With these dire consequences in mind, the Western invasion of the Soviet Union was justified on defensive grounds, against "the Revolution's challenge...to the very survival of the capitalist order" (John Lewis Gaddis). And it was only natural that the defense of the United States should extend from invasion of the Soviet Union to Wilson's Red Scare at home. As Lansing explained, force must be used to prevent "the leaders of Bolshevism and anarchy" from proceeding to "organize or preach against government in the United States"; the government must not permit "these fanatics to enjoy the liberty which they now seek to destroy." The repression launched by the Wilson administration successfully undermined democratic politics, unions, freedom of the press, and independent thought, in the interests of corporate power and the state authorities who represented its interests, all with the general approval of the media and elites generally, all in self-defense against the "ignorant and mentally deficient" majority. Much the same story was re-enacted after World War II, again under the pretext of a Soviet threat, in reality, to restore submission to the rulers.
When political life and independent thought revived in the 1960s, the problem arose again, and the reaction was the same. The Trilateral Commission, bringing together liberal elites from Europe, Japan, and the United States, warned of an impending "crisis of democracy" as segments of the public sought to enter the political arena. This "excess of democracy" was posing a threat to the unhampered rule of privileged elites -- what is called "democracy" in political theology. The problem was the usual one: the rabble were trying to manage their own affairs, gaining control over their communities and pressing their political demands. There were organizing efforts among young people, ethnic minorities, women, social activists, and others, encouraged by the struggles of benighted masses elsewhere for freedom and independence. More "moderation in democracy" would be required, the Commission concluded, perhaps a return to the days when "Truman had been able to govern the country with the cooperation of a relatively small number of Wall Street lawyers and bankers," as the American rapporteur commented.

..............................

INSTRUCTIONS TO FOLLOW
Continue the passage on the Red Scare and the "crisis of democracy" from the point where it stops, extending its argument in the same voice.

SUPPLIED INFORMATION

..............................

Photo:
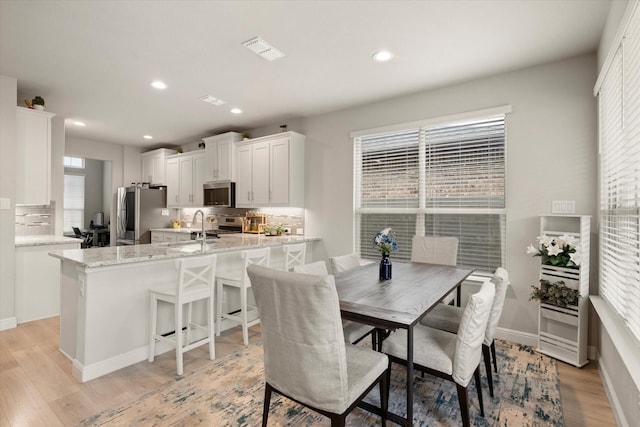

..............................

TASK OUTPUT
The fears expressed by the men of best quality in the 17th century have become a major theme of intellectual discourse, corporate practice, and the academic social sciences. They were expressed by the influential moralist and foreign affairs adviser Reinhold Niebuhr, who was revered by George Kennan, the Kennedy intellectuals, and many others. He wrote that "rationality belongs to the cool observers" while the common person follows not reason but faith. The cool observers, he explained, must recognize "the stupidity of the average man," and must provide the "necessary illusion" and the "emotionally potent oversimplifications" that will keep the naive simpletons on course. As in 1650, it remains necessary to protect the "lunatic or distracted person," the ignorant rabble, from their own "depraved and corrupt" judgments, just as one does not allow a child to cross the street without supervision.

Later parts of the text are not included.